==== DOCUMENT SECTION

Things That Are Different Are STILL Not the Same
Vol: 27 Issue: 11 Tuesday, October 11, 2016
There are at least five distinct views within the Church concerning when (or whether) the Lord will return for His Church in an event commonly called ”The Rapture”.
The proponents for each view are all sincere, believing Christians who believe their interpretation is correct to the exclusion of all others.
I understand and appreciate that more than a few of the members of our fellowship hold to different understandings of the Rapture and I respect their scholarship.
However, we know that things that are different cannot be the same. No matter how kindly or charitably one tries to frame it, while all are sincere, at least four of these views are sincerely wrong.
How can this be? Is not the same Holy Spirit guiding us all? How can there possibly be so many different understandings of the same doctrine? If there are five different views of the Rapture, does that suggest the doctrine itself is weak?
In brief, the five views of the Rapture are as follows:
1. Pre-Tribulational: The Rapture of the Church takes place before the start of the Tribulation Period, defined as two consecutive periods of 1280 days each. (Daniel 7:25, 9:27,12:7,Revelation 11:2, 11:3, 12:6, 12:14, 13:5)
It begins with the revelation of the antichrist as the guarantor of Israel’s security with the confirmation of a seven year peace agreement.
The dividing point between the first and second parts of the Tribulation is the cessation of Temple sacrifices (Daniel 9:27)
2. Mid-Tribulational: This view sees the Church being Raptured at the half-way point when the Temple sacrifices are suspended by the antichrist, but before the Great Tribulation of the 2nd half.
3. Pre-Wrath: This also puts the Church through the first half of the Tribulation, but the dividing point is not the Temple sacrifices, but the judgments, specifically, the Sixth Seal judgment, the “Blood Moon.”
4. Post-Tribulational: This view sees the Church put through the entire Tribulation, with the survivors being Raptured at the Second Coming.
5. There is no Rapture: This is the default view of amillennialism and post-millennialism and probably the majority view of world-wide Christendom today.
Only one view can be correct. So why five? Different methods of interpretation of prophecy affect the conclusions that are drawn from prophetic passages. If one reads a passage of prophecy and interprets it literally, one comes away with a different conclusion than if one reads the same passage symbolically.

========
==== SUPPLIED RECORDS

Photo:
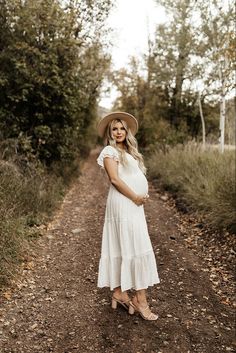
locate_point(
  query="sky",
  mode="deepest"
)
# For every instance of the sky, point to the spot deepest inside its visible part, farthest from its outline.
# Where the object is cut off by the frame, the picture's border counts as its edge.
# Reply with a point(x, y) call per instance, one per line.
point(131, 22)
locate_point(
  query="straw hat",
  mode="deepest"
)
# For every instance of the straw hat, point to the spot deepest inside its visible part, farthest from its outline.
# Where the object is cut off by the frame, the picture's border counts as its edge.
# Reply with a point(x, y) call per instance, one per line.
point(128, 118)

========
==== SUPPLIED RECORDS

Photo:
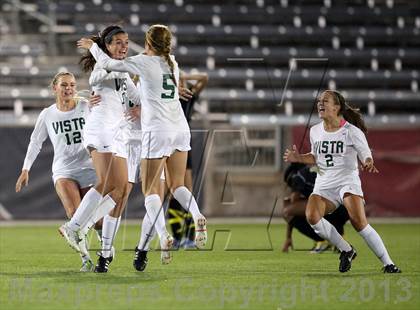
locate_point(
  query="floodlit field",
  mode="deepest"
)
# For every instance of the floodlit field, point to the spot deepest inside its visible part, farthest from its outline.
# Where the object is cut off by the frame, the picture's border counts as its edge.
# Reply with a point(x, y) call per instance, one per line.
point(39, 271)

========

> [YOUR TASKS]:
• 1. List the names of all the views of the Rapture that the article on the Rapture above describes.
• 2. Answer these questions from the article on the Rapture:
(a) What marks the dividing point between the first and second parts of the Tribulation in the pre-tribulational description?
(b) In the Pre-Wrath view, which judgment serves as the dividing point?
(c) According to the final paragraph, what affects the conclusions drawn from prophetic passages?

> [ANSWERS TO THE TASKS]:
• 1.
1. Pre-Tribulational
2. Mid-Tribulational
3. Pre-Wrath
4. Post-Tribulational
5. There is no Rapture

• 2.
(a) The cessation of Temple sacrifices.
(b) The Sixth Seal judgment, the "Blood Moon."
(c) Different methods of interpretation of prophecy.